Stated goal:
Rewrite all the records below, replacing every occurrence of "query" with "label" and leaving everything else unchanged. Leave the pictures out of your answer.

Stored data:

********************

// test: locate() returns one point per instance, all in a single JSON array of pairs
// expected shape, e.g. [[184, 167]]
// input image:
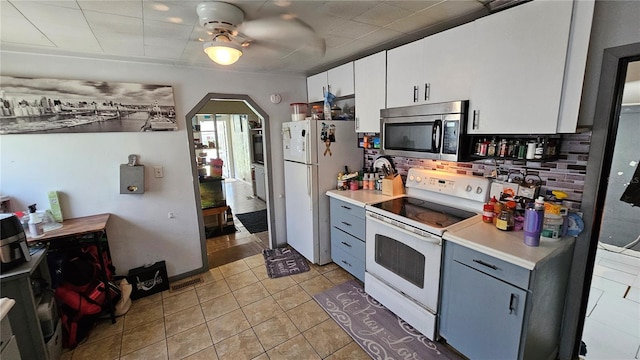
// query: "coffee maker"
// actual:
[[13, 242]]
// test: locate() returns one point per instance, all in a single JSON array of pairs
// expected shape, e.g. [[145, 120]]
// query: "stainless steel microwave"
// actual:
[[429, 131]]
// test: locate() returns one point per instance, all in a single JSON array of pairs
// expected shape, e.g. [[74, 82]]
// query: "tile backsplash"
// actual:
[[566, 174]]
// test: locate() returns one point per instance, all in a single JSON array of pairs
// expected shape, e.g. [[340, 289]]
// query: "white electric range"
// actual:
[[404, 241]]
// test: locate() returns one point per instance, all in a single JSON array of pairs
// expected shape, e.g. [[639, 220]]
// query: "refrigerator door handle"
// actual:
[[309, 173]]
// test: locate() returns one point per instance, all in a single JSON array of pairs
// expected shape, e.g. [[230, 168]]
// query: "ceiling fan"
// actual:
[[231, 34]]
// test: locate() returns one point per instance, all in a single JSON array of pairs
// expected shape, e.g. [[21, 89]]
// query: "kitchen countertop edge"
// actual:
[[507, 246], [360, 198]]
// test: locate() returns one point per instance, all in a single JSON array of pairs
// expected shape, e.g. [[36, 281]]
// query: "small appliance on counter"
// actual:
[[13, 242]]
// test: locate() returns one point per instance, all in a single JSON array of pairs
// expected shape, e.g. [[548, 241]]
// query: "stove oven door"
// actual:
[[404, 261]]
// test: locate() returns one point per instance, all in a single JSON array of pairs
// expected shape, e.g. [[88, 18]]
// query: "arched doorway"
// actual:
[[208, 102]]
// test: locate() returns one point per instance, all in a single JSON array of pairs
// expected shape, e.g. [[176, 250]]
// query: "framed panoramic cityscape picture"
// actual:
[[38, 105]]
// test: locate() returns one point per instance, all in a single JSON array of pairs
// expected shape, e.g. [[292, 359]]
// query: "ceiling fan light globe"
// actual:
[[223, 54]]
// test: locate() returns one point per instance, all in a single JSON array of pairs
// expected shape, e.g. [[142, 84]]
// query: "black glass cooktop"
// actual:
[[425, 212]]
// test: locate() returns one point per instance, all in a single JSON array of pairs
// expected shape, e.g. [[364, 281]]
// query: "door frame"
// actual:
[[604, 130], [267, 161]]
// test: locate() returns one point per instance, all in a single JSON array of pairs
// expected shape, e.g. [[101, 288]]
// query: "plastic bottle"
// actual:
[[539, 152], [35, 223], [533, 219]]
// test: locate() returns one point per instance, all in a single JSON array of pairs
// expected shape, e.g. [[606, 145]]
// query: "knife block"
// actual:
[[392, 185]]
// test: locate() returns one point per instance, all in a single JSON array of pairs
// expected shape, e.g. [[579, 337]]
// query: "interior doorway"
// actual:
[[232, 122], [613, 312]]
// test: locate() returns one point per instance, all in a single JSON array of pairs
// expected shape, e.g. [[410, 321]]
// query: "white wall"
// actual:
[[85, 167]]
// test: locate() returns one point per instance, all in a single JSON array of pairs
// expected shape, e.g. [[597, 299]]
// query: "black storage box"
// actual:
[[148, 280]]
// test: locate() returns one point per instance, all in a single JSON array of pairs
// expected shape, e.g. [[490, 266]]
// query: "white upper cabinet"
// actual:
[[447, 67], [404, 74], [316, 86], [338, 81], [518, 59], [370, 78], [431, 70]]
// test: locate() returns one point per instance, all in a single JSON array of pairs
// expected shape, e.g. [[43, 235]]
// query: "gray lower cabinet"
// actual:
[[492, 309], [17, 284], [347, 236]]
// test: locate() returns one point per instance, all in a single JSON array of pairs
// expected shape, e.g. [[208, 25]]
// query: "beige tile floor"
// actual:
[[236, 312]]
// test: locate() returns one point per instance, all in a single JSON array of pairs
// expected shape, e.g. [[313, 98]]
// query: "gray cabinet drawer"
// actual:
[[354, 266], [348, 218], [347, 243], [340, 208], [490, 265]]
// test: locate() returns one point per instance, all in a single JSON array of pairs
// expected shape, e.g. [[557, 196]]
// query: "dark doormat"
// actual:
[[216, 231], [255, 221], [377, 330], [283, 262]]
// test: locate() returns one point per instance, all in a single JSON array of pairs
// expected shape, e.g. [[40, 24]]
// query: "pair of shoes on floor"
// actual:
[[124, 304]]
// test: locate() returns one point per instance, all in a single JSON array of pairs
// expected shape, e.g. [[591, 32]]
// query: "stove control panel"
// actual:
[[462, 186]]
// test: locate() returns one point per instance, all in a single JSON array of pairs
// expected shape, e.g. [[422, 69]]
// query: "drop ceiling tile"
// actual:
[[155, 32], [379, 37], [335, 41], [382, 15], [114, 7], [412, 23], [72, 4], [177, 12], [15, 28], [171, 51], [353, 29], [65, 27], [123, 47], [415, 6], [448, 10], [347, 9]]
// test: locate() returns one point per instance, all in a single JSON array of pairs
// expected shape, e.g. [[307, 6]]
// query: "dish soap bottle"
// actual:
[[35, 223]]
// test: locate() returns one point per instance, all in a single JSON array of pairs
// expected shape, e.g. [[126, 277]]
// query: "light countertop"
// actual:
[[360, 197], [505, 245]]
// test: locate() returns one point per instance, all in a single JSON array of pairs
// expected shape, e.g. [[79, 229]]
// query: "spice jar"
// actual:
[[487, 213], [497, 209], [505, 220]]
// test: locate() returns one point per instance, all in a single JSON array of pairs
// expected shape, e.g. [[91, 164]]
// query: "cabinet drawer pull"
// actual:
[[513, 303], [491, 266], [476, 120]]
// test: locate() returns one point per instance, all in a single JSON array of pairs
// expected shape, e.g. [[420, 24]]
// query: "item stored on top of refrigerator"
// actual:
[[431, 131], [298, 111]]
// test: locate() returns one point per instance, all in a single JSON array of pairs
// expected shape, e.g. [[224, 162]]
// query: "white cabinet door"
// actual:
[[340, 80], [316, 85], [370, 75], [404, 74], [261, 189], [447, 65], [518, 69]]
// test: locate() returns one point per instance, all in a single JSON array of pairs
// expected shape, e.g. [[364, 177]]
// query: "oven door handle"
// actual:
[[426, 237]]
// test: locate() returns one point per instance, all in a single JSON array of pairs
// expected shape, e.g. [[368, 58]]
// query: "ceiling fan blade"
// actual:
[[289, 33]]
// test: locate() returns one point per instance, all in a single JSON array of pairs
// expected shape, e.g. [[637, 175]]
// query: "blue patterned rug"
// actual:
[[377, 330]]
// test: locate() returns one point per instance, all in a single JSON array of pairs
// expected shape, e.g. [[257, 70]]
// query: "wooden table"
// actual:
[[92, 229]]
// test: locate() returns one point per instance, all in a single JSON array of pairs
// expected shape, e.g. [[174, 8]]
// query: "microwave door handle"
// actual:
[[435, 135]]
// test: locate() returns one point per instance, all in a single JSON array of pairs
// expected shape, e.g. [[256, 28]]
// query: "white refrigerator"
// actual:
[[315, 151]]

********************

Complete answer:
// test: locate() returns one point per instance, all in a single JSON array of pairs
// expected shape, e.g. [[184, 167]]
// input image:
// label: "coffee maker"
// actual:
[[13, 242]]
// test: locate() returns one point per instance, all in a single JSON array of pairs
// expected shape, e.g. [[145, 120]]
// label: "stainless steel microwave"
// actual:
[[429, 131]]
// test: locate() returns one point per instance, all in a single JSON array of pairs
// expected shape, e.g. [[74, 82]]
// label: "tile backsplash"
// actual:
[[566, 174]]
// test: locate() returns one point per instance, all in a single JSON array of pairs
// expected shape, e.g. [[340, 289]]
// label: "white electric range"
// actual:
[[404, 241]]
// test: locate() returns one point per instance, all in a single JSON array of pairs
// expected shape, e.g. [[639, 220]]
// label: "refrigerator door handle"
// actual:
[[309, 173]]
// test: locate() returns one point per instance, all in a single JSON array of pairs
// expected shape, e.g. [[230, 168]]
// label: "ceiling fan"
// actual:
[[231, 34]]
// test: locate() returns one point per instance, all in a single JSON array of pairs
// expected shape, e.g. [[21, 89]]
// label: "kitchen countertop edge"
// actual:
[[507, 246], [360, 198]]
// test: locate() returns one point per instance, all in a single JSON array of pairs
// expected shape, e.g. [[36, 281]]
// label: "small appliance on counter"
// actual:
[[13, 242]]
// test: locate() returns one point per instance, all in a single JSON array of pairs
// expected shape, e.g. [[548, 241]]
// label: "stove oven door"
// actual:
[[404, 261]]
// test: locate() returns one point per instance, all in a single JSON array of pairs
// expected shape, e.g. [[88, 18]]
// label: "arched doorway"
// actual:
[[208, 102]]
// test: locate() returns one point per instance, all in a single JSON array of pairs
// expected shape, e.g. [[176, 250]]
// label: "framed panoramic cityscape picture"
// actual:
[[38, 105]]
// test: locate() returns one point per instance, all in a single JSON array of pairs
// expected shape, e.g. [[292, 359]]
// label: "ceiling fan light globe"
// actual:
[[223, 54]]
// test: locate() returns one point per instance, all in a single JSON array of pairs
// expected shape, e.g. [[142, 84]]
// label: "black glass cooktop"
// actual:
[[425, 212]]
// test: locate() returns one point per instance, all in a single JSON array of pairs
// expected shape, e.g. [[364, 281]]
// label: "door frame"
// actual:
[[604, 130], [267, 161]]
// test: locate() returns one point per instance, all in a single JSON array of pairs
// expected shape, e.g. [[101, 288]]
// label: "plastic bottle"
// actual:
[[539, 152], [35, 223], [533, 219]]
// test: locate() returns one point per instance, all in a single JSON array of pairs
// expected shape, e.g. [[606, 145]]
// label: "knife block"
// actual:
[[392, 185]]
// test: locate() returns one point per instance, all in a single JSON array of pairs
// expected shape, e.g. [[579, 337]]
// label: "interior doorway"
// actual:
[[232, 122], [613, 312]]
// test: locate() returns one point per instance, all in a single JSON array of pairs
// expected shape, e.g. [[410, 321]]
// label: "white wall"
// actual:
[[85, 167]]
// test: locate() returns one point per instance, all in a single JSON array of pairs
// expected shape, e.g. [[597, 299]]
// label: "black storage box"
// actual:
[[148, 280]]
// test: locate() returns one point per instance, all in a single JSON array of pairs
// expected shape, e.g. [[490, 266]]
// label: "white upper cabinet"
// actual:
[[447, 67], [404, 74], [316, 86], [338, 81], [518, 59], [370, 78], [431, 70]]
// test: locate() returns one point per instance, all in a single JSON array of pairs
// expected shape, e.g. [[43, 235]]
// label: "gray lower cabinet"
// actual:
[[492, 309], [17, 284], [347, 236]]
// test: locate() returns one point per instance, all in a single JSON array of pairs
// expected shape, e.g. [[208, 25]]
// label: "beige tile floor"
// actual:
[[236, 312]]
// test: locate() returns one point per instance, all in a single JSON array of pairs
// expected shape, e.g. [[313, 98]]
// label: "gray cabinet drawer"
// actual:
[[354, 266], [348, 218], [347, 243], [340, 208], [490, 265]]
// test: locate() returns one point per instance, all in a single JSON array of pairs
// expected shape, e.g. [[557, 196]]
// label: "dark doormat"
// actual:
[[216, 231], [255, 221], [377, 330], [283, 262]]
// test: locate() returns one point per instance, all in a single JSON array of pairs
// expected shape, e.g. [[40, 24]]
// label: "pair of shoes on floor"
// actual:
[[124, 304]]
// test: locate() returns one point per instance, all in a single JSON array of pairs
// expected shape, e.g. [[591, 32]]
// label: "stove control panel"
// actual:
[[462, 186]]
// test: locate() returns one point per instance, all in a single JSON array of pairs
// expected shape, e.g. [[422, 69]]
// label: "drop ceiling tile"
// actual:
[[155, 32], [379, 37], [335, 41], [382, 15], [114, 7], [412, 23], [72, 4], [177, 12], [15, 28], [171, 51], [353, 29], [65, 27], [123, 47], [415, 6], [448, 10], [347, 9]]
// test: locate() returns one point per instance, all in a single JSON array of pairs
// expected shape, e.g. [[307, 6]]
// label: "dish soap bottle"
// actual:
[[35, 223]]
// test: locate() returns one point per instance, all in a single JSON array of pairs
// expected shape, e.g. [[126, 277]]
// label: "light countertop"
// actual:
[[360, 197], [505, 245]]
// test: locate() returns one point per instance, all in a single JSON array of pairs
// expected shape, e.g. [[79, 229]]
// label: "spice jar"
// actual:
[[487, 213], [497, 209], [505, 220]]
// test: locate() returns one point per instance, all in a single JSON array of pairs
// expected shape, e.g. [[91, 164]]
// label: "cabinet drawer pull"
// actual:
[[513, 303], [491, 266], [476, 120]]
// test: locate() returns one point per instance, all in a single JSON array of pairs
// expected shape, e.g. [[420, 24]]
// label: "item stored on top of refrigerator"
// actual:
[[431, 131], [298, 111]]
// test: locate() returns one point per instance, all in a single JSON array of pairs
// expected shape, e.g. [[224, 162]]
// label: "white cabinet door"
// actual:
[[340, 80], [316, 85], [370, 75], [404, 74], [261, 189], [447, 65], [518, 69]]
// test: locate() returns one point per instance, all in a single JSON array of pairs
// expected shape, e.g. [[364, 177]]
// label: "oven door handle"
// actual:
[[426, 237]]
// test: locate() returns one point per instance, all in a single JSON array of pairs
// expected shape, e.g. [[368, 58]]
// label: "ceiling fan blade"
// actual:
[[289, 33]]
// test: locate() returns one point per instance, all in a single JSON array of pairs
// expected shape, e.g. [[637, 175]]
// label: "blue patterned rug"
// actual:
[[377, 330]]
// test: locate() returns one point per instance, all in a single JSON array of pairs
// expected shape, e.g. [[257, 70]]
// label: "wooden table"
// actual:
[[92, 229]]
// test: locate() returns one point per instance, all in a single JSON array of pairs
// expected shape, e.g. [[174, 8]]
// label: "microwave door handle"
// actual:
[[435, 135]]
// test: locate() returns one point per instance, all in a single JSON array of pairs
// expected shape, e.g. [[256, 28]]
// label: "white refrigerator"
// actual:
[[315, 151]]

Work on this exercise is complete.